[JOB 1]
Repeat the passage of the gratitude article below that starts at "Yehudit Channen" and ends at "better like it.".

Gratitude for Every Occasion

There are two main obstacles to weathering tribulations: the first is a lack of belief that we can handle the stress and the second is that we want to live in peace...

3 min

Yehudit Channen

Posted on 04.04.21

I am writing this article under duress. I recently got an e-mail from our esteemed editor-in-chief Rabbi Lazer Brody that we writers have to come up with more articles than usual this month because we need to be ahead of schedule.

 

This was not a welcome announcement because I'm not fond of pressure. That's why I can't play Spit.

 

But being that I have a Masters in Emuna, here I sit at my computer despite the distraction of my daughter and her newborn resting on my couch, my big pile of laundry, my neglected treadmill and the fact that guests will be arriving this afternoon for lunch. I have emuna that my daughter will manage and that this article will be great. So you better like it.

 

How come I'm so calm and happy? Because I began my day by reading the Garden of Gratitude. It goes great with a large cup of Hazelnut coffee.

 

But calm and happy is not how I felt this past Shabbos morning. Although we had just made a beautiful shalom zachor and were blessed with a houseful of guests I fell into a funk of frustration. How could I be lacking gratitude at such a happy occasion?

 

This is when I have to acknowledge the devotion and tenacity of my Evil Inclination. This supreme entity could serve as an inspiration to people like me who have a tendency to stop functioning when the day seems overly long and the tasks too tiring. My Evil Inclination is like an annoying workaholic who never lolls on the beach or wastes time on the net. It just keeps on producing. It is relentless in pointing out to me “how hard things are and how overwhelming! How do you stand it?” he whines.

 

And the gift of a healthy grandchild?” I argue. My Evil Inclination yawns. ”Big deal” he says. “You have a ton of dirty dishes.”

 

I immediately book a direct flight from the Gates of Gratitude to Self-Pity City. And the background music, provided by my Evil Inclination, is a rude and noxious cackle, gleeful in its ability to yank me down like a confederate statue.

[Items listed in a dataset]
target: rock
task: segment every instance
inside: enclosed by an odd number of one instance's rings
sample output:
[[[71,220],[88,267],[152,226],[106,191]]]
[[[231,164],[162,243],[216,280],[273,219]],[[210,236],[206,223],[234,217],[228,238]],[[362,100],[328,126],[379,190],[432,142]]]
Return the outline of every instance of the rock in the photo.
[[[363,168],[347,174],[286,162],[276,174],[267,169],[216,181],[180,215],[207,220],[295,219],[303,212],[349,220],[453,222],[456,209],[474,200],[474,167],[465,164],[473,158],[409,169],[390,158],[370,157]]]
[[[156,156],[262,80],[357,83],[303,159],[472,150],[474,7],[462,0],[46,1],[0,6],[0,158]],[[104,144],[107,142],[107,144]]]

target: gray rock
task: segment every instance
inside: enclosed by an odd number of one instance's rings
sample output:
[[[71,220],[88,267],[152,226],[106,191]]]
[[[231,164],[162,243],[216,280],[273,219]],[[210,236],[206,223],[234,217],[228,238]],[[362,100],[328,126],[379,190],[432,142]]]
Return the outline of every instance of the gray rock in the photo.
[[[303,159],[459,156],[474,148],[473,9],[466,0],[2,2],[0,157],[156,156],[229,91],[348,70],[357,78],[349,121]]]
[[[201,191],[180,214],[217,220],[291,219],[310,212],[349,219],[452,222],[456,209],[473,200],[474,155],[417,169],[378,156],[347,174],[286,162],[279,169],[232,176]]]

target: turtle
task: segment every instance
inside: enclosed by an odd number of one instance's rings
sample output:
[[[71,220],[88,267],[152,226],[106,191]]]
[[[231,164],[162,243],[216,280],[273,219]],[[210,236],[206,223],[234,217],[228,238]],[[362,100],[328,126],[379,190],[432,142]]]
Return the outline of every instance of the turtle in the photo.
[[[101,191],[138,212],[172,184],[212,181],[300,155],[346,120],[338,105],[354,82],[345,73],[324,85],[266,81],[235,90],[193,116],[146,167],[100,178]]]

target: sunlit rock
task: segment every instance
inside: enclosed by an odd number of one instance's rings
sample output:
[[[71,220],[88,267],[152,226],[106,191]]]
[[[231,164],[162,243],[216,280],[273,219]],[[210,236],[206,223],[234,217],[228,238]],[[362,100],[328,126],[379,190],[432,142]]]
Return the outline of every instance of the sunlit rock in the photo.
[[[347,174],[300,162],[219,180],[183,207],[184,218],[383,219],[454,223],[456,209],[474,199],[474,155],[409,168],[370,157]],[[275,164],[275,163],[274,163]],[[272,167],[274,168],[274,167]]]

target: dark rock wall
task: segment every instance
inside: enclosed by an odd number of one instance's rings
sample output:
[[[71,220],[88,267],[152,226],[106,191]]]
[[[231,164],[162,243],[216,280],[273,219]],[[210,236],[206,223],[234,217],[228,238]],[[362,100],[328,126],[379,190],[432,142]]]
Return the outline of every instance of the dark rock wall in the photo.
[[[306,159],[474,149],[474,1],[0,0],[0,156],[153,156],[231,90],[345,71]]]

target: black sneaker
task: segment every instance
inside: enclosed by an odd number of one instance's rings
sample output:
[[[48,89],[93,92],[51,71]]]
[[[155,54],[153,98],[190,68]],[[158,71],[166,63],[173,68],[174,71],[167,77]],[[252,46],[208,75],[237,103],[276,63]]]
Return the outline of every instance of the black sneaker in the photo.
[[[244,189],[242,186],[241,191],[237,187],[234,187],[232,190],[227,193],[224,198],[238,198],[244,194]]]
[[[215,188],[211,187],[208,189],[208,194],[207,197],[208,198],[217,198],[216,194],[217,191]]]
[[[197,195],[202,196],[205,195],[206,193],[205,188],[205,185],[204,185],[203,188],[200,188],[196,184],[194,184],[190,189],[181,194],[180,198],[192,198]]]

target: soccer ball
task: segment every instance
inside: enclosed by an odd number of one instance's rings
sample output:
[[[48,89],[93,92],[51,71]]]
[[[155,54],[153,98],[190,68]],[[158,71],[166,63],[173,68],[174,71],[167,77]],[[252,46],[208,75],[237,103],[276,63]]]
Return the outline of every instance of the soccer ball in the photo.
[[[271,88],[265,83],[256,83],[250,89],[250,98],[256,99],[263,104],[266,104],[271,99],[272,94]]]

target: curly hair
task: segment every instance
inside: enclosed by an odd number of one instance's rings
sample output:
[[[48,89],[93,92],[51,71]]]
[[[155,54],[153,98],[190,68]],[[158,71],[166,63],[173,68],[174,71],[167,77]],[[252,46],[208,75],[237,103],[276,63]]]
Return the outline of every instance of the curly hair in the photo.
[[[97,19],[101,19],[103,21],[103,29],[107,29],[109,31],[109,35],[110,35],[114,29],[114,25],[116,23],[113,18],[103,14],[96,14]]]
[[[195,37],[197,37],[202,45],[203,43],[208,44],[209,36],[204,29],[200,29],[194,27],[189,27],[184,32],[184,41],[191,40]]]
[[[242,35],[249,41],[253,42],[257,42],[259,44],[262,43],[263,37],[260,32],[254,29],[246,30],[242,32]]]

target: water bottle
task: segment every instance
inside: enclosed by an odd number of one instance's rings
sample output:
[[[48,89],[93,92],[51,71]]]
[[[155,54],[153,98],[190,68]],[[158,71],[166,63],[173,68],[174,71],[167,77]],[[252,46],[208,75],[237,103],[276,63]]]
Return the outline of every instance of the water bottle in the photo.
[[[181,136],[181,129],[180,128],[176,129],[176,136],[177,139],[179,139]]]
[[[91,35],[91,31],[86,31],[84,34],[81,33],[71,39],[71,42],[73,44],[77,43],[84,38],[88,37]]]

[JOB 2]
Pick out each line of the entries above that contains the string "sunlit", treating uppercase and lowercase as different.

[CORRECT ANSWER 1]
Yehudit Channen

Posted on 04.04.21

I am writing this article under duress. I recently got an e-mail from our esteemed editor-in-chief Rabbi Lazer Brody that we writers have to come up with more articles than usual this month because we need to be ahead of schedule.

 

This was not a welcome announcement because I'm not fond of pressure. That's why I can't play Spit.

 

But being that I have a Masters in Emuna, here I sit at my computer despite the distraction of my daughter and her newborn resting on my couch, my big pile of laundry, my neglected treadmill and the fact that guests will be arriving this afternoon for lunch. I have emuna that my daughter will manage and that this article will be great. So you better like it.

[CORRECT ANSWER 2]
target: sunlit rock
Return the outline of every instance of the sunlit rock in the photo.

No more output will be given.